• _WHAT IS EXPECTED_
In the news article on the Jablonski death sentence ruling, which justice wrote the California Supreme Court's opinion?

Tuesday, January 24, 2006
S.C. Upholds Death Sentence in Killing of Bay Area Women
Expert’s Reference to Defendant as ‘Serial Killer’ Not Unfair, Justices Rule Unanimously
By Kenneth Ofgang, Staff Writer/Appellate Courts
The California Supreme Court yesterday unanimously upheld the death sentence of a Northern California man convicted of killing his wife and mother-in-law and linked to the brutal sexual assaults and murders of three other women.
The high court rejected Phillip Carl Jablonski’s claim that San Mateo Superior Court Judge John G. Schwartz deprived him of a fair trial by allowing a prosecution mental health expert to testify that he was a “serial killer,” a phrase that Jablonski’s lawyer had no legal meaning and was used only to cause prejudice.
Justice Carlos Moreno, writing for the high court, said the testimony was admissible to help jurors understand how Jablonski, whose attorneys unsuccessfully challenged his competence and later his sanity, could have engaged in psychotic, bizarre anti-social behavior, yet still understand the difference between right and wrong.
Prosecutors said Jablonski killed his wife Carol Spadoni and her mother Eva Petersen after Spadoni—who married Jablonski while he was serving time at San Quentin nine years earlier—told his parole officer she was scared of Jablonski and did not want him coming back to San Mateo County to live with her.
Among the prosecution evidence was a tape seized from Jablonski’s car in which he described the murders. Spadoni was shot, suffocated with duct tape, and stabbed; her mother was shot after being sexually assaulted. The prosecution’s penalty phase evidence tied Jablonski to the killings of a girlfriend with whom he had a child, a college classmate, and a woman who worked at a truck stop, as well as to attacks on 10 other women, including his first wife, his sister, his mother, and another girlfriend.
Case in Mitigation
The defense presented witnesses in the penalty phase to testify to the difficulty of Jablonski’s upbringing and the constant physical abuse he and other family members suffered at the hands of a gun-toting, alcoholic father .
Jurors convicted Jablonski of two counts of first degree murder, with special circumstances of multiple murder, murder in the commission or attempted commission of rape and sodomy, and prior murder.
On appeal, the defense attacked the testimony of Dr. George Wilkinson, a court-appointed psychiatrist who testified that he interviewed the defendant on five occasions and reviewed extensive background material.
Wilkinson testified that Jablonski suffered from posttraumatic stress disorder, “transient” psychotic episodes triggered by “overpowering aggressive or sexual feelings” that “cannot be expressed,” and had a passive/aggressive personality with “intense feelings of inadequacy” and that he was a sexual sadist. Wilkinson also concluded that defendant engaged in malingering behavior and attacked the defense contention that he was schizophrenic.
Wilkinson said that based on a study of over 300 murderers, he concluded that Jablonski was a serial killer, which he defined as someone who has the need to kill in order to release internal tensions. That, the doctor testified, was the reason he made the tape recording and made notes about the murders in his address book.

• _INFORMATION SUPPLIED_

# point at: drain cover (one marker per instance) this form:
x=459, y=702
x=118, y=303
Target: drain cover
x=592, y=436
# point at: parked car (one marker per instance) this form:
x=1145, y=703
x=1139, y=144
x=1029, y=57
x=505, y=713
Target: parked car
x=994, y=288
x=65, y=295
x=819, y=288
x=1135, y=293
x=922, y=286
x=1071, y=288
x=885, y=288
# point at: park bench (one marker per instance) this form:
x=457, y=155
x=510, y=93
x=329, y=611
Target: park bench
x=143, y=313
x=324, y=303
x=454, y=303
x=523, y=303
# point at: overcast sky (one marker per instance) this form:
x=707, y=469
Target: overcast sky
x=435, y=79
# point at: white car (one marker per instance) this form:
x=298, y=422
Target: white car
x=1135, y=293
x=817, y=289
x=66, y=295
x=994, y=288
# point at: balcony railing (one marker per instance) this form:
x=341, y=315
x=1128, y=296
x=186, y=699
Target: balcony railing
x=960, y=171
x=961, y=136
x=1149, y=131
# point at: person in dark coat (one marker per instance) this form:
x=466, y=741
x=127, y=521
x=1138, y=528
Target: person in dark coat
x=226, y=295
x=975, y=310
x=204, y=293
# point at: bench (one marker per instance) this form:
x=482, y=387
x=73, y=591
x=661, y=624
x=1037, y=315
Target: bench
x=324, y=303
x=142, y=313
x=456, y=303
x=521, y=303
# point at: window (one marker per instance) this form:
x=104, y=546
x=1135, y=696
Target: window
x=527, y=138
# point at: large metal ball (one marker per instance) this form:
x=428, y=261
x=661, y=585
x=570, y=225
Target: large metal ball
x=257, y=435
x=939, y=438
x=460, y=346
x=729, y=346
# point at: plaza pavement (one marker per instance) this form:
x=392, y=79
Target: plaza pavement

• _FINAL ANSWER_
Justice Carlos Moreno